SET PROBLEM
Edit the lines below that begin with the one containing "Audit flag: the navy" and end after the one containing "[213, 381, 352, 440]", replacing "trousers" with "pants" and leaving everything else unchanged. Return only those lines.
>> Start WORKING DATA
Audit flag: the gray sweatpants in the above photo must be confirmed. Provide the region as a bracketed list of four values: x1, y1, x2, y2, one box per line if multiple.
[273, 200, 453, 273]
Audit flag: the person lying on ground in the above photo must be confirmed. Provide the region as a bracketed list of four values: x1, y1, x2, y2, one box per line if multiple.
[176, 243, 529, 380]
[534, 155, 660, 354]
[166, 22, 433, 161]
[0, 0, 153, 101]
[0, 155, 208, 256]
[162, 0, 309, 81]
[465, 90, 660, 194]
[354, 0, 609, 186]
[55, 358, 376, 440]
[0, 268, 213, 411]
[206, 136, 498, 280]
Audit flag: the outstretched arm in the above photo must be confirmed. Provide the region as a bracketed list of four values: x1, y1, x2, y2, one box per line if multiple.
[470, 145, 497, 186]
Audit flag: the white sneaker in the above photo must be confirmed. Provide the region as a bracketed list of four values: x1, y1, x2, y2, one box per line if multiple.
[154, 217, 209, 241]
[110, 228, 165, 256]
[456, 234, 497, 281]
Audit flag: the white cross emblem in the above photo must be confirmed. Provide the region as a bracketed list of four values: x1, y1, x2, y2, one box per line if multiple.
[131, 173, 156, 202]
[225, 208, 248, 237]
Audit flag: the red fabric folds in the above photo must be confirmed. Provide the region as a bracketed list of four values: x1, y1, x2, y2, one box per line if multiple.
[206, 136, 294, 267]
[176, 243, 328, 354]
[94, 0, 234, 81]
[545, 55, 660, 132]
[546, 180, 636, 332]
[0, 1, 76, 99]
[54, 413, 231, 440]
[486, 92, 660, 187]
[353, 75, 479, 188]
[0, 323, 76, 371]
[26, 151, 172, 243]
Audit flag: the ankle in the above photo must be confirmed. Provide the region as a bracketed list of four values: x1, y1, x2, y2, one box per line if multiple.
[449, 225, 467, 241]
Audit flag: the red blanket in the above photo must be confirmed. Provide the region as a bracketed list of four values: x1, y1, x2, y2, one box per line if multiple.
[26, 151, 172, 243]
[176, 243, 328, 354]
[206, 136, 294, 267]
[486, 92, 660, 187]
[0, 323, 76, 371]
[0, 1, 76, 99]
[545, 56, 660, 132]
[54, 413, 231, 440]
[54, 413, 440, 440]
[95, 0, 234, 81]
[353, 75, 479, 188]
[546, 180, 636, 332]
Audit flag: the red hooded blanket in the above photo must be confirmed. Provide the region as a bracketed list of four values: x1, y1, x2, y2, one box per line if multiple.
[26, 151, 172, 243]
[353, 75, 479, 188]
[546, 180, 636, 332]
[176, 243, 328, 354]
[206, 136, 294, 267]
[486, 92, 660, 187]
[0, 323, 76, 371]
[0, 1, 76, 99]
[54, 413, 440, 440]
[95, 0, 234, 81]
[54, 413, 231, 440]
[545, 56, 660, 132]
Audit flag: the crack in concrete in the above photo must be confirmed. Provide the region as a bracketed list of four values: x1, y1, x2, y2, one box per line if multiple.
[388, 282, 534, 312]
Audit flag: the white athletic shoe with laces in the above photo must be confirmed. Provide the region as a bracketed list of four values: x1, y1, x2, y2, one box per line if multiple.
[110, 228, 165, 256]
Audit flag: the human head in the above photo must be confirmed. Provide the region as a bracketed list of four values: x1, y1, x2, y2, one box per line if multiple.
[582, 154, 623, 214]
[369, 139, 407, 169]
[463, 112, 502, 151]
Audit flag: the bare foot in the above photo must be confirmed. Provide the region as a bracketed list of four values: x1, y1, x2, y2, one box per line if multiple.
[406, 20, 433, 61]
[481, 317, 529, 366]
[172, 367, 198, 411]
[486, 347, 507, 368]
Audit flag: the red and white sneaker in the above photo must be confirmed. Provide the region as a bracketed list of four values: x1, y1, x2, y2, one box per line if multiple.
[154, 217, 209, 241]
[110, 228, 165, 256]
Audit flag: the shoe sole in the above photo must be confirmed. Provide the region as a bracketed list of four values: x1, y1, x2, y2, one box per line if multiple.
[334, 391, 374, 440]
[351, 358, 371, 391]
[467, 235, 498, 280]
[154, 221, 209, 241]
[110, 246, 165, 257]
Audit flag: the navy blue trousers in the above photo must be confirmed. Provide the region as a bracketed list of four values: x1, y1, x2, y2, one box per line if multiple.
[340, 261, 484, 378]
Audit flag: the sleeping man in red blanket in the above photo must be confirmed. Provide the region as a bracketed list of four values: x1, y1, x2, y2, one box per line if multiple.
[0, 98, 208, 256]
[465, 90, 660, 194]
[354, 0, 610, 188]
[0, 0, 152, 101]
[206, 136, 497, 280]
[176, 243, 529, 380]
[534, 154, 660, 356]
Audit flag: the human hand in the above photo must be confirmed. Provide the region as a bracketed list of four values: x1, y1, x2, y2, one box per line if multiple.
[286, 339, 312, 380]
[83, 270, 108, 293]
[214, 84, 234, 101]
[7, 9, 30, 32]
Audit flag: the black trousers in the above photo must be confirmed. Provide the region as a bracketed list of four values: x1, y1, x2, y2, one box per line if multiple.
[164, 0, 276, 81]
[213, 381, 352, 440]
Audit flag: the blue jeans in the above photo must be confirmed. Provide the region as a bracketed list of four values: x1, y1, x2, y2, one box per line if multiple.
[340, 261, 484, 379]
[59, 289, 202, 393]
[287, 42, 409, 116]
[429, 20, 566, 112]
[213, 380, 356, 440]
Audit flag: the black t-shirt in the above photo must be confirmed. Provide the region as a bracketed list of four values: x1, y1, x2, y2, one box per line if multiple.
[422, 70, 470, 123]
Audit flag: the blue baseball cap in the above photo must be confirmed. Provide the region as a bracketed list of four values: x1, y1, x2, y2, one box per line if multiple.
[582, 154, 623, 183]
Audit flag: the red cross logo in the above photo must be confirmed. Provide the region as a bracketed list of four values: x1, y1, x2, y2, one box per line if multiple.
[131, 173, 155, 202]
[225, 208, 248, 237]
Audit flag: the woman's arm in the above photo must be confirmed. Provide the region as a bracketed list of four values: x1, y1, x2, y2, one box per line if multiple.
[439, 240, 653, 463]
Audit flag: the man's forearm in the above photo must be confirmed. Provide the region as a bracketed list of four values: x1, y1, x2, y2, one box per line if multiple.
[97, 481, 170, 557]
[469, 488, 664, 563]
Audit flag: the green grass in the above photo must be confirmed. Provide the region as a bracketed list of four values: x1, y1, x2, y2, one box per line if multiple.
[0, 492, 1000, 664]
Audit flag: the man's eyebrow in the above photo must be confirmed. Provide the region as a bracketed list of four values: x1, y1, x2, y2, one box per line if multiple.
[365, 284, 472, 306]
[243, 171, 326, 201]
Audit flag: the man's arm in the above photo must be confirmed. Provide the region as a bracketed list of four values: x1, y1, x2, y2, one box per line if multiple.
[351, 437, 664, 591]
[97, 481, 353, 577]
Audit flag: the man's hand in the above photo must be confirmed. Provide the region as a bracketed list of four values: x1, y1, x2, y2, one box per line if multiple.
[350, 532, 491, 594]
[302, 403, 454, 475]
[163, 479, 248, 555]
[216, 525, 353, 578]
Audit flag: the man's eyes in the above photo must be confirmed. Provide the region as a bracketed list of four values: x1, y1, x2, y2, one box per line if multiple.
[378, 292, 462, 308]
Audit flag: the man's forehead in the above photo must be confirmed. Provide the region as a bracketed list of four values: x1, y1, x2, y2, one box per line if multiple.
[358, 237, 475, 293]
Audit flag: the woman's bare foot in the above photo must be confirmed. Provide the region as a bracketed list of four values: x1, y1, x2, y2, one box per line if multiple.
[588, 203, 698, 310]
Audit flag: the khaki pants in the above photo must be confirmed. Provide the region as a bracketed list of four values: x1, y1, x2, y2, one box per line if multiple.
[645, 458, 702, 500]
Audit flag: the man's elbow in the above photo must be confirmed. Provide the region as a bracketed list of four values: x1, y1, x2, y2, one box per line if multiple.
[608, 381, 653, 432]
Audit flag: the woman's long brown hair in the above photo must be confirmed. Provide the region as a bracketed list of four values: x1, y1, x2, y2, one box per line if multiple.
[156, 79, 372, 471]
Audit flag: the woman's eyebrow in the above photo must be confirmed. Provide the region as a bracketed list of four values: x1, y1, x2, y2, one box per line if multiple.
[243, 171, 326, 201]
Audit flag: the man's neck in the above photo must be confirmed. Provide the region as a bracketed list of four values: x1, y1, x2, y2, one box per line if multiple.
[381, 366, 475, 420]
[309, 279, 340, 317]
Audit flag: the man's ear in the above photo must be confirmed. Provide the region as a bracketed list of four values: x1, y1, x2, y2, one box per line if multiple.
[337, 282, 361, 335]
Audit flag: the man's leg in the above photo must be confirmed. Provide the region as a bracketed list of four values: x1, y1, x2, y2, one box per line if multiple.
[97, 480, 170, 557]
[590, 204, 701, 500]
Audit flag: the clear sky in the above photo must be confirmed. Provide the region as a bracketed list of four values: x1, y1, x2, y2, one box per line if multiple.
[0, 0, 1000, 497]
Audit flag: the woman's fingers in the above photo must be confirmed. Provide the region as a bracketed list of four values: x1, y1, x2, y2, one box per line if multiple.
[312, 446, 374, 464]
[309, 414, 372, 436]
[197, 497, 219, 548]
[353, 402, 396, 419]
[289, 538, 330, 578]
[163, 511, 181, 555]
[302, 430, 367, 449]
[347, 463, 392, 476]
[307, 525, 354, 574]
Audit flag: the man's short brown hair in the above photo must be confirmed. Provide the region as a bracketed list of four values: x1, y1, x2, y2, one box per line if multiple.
>> End WORKING DATA
EXERCISE SOLUTION
Audit flag: the navy blue pants in the above photo must be confirmed. Provide the region as a bracketed list of four values: x1, y1, x2, y2, one box per line if multiple.
[340, 261, 484, 378]
Audit flag: the sleeping man in red blanket in the above photo must be confirmed. Provide the region as a bracketed list of four values: x1, y1, x2, y2, one box per line if multiple.
[0, 98, 208, 256]
[465, 90, 660, 194]
[354, 0, 610, 188]
[0, 0, 152, 101]
[206, 136, 497, 280]
[176, 243, 529, 380]
[534, 154, 660, 356]
Audit flag: the human hand in the above photo must be confirmed. Provide the region as a bracketed list of four values: x1, y1, x2, y2, one box per line if multiple.
[286, 339, 312, 380]
[83, 270, 108, 293]
[214, 84, 234, 101]
[7, 9, 30, 32]
Audit flag: the black pants in the above photo must be confirmed. Provide the region as a bracketed list of four values: x1, y1, x2, y2, one box per line if multiple.
[164, 0, 276, 81]
[213, 381, 352, 440]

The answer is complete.